* [Aim]: Reproduce every one of the records below verbatim, keeping each line unchanged.

[Extracted data entries]
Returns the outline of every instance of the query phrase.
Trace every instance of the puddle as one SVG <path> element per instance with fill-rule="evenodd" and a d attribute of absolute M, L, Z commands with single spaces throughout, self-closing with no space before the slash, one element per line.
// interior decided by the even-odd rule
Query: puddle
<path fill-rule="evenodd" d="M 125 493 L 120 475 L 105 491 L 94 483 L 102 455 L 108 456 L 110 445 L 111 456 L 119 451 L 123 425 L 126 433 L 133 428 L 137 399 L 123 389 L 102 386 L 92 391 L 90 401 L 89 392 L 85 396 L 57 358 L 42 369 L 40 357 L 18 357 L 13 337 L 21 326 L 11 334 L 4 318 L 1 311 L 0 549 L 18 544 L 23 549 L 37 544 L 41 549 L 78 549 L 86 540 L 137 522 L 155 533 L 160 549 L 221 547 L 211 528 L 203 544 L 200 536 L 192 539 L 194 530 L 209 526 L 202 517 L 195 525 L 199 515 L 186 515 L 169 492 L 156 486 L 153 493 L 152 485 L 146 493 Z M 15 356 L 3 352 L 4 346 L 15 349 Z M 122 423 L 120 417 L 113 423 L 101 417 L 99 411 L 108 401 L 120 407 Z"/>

* [Final result]:
Returns the outline of every instance of the query phrase.
Trace every instance of the puddle as one SVG <path> element per instance with fill-rule="evenodd" and a d attribute of absolute M, L, Z commands with single spaces throughout, self-closing with no space before the slash, one element per line.
// interior decided by the even-odd rule
Query: puddle
<path fill-rule="evenodd" d="M 125 493 L 120 475 L 105 491 L 94 483 L 102 455 L 108 456 L 110 445 L 111 456 L 119 451 L 123 425 L 126 433 L 133 428 L 137 399 L 123 389 L 102 386 L 92 391 L 90 401 L 89 392 L 85 396 L 57 358 L 42 369 L 40 357 L 18 357 L 13 337 L 21 326 L 11 334 L 4 318 L 1 311 L 0 549 L 18 544 L 23 549 L 37 544 L 41 549 L 78 549 L 86 540 L 137 522 L 155 533 L 160 549 L 221 547 L 211 528 L 203 544 L 200 536 L 192 539 L 194 530 L 209 526 L 202 517 L 195 525 L 199 515 L 186 515 L 169 492 L 156 486 L 153 493 L 152 485 L 146 493 Z M 15 356 L 3 352 L 4 346 L 15 349 Z M 122 423 L 120 417 L 113 423 L 101 417 L 99 411 L 108 401 L 120 407 Z"/>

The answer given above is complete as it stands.